## [DATASET RECORDS]
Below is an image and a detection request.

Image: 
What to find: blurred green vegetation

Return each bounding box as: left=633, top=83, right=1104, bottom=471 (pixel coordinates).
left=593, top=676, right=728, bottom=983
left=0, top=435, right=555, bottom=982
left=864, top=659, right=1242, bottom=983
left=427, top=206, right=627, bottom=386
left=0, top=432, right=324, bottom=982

## [WHAT YOU NEED TO DO]
Each record above is to be reproduced exactly, in full.

## [SOLUTION TO THE EXERCISE]
Below is an image and a detection request.

Image: 
What to find: blurred green vegetation

Return each bounding box as: left=633, top=83, right=1104, bottom=471 (pixel coordinates).
left=593, top=676, right=728, bottom=983
left=0, top=435, right=555, bottom=982
left=864, top=659, right=1242, bottom=983
left=427, top=206, right=627, bottom=386
left=0, top=432, right=324, bottom=982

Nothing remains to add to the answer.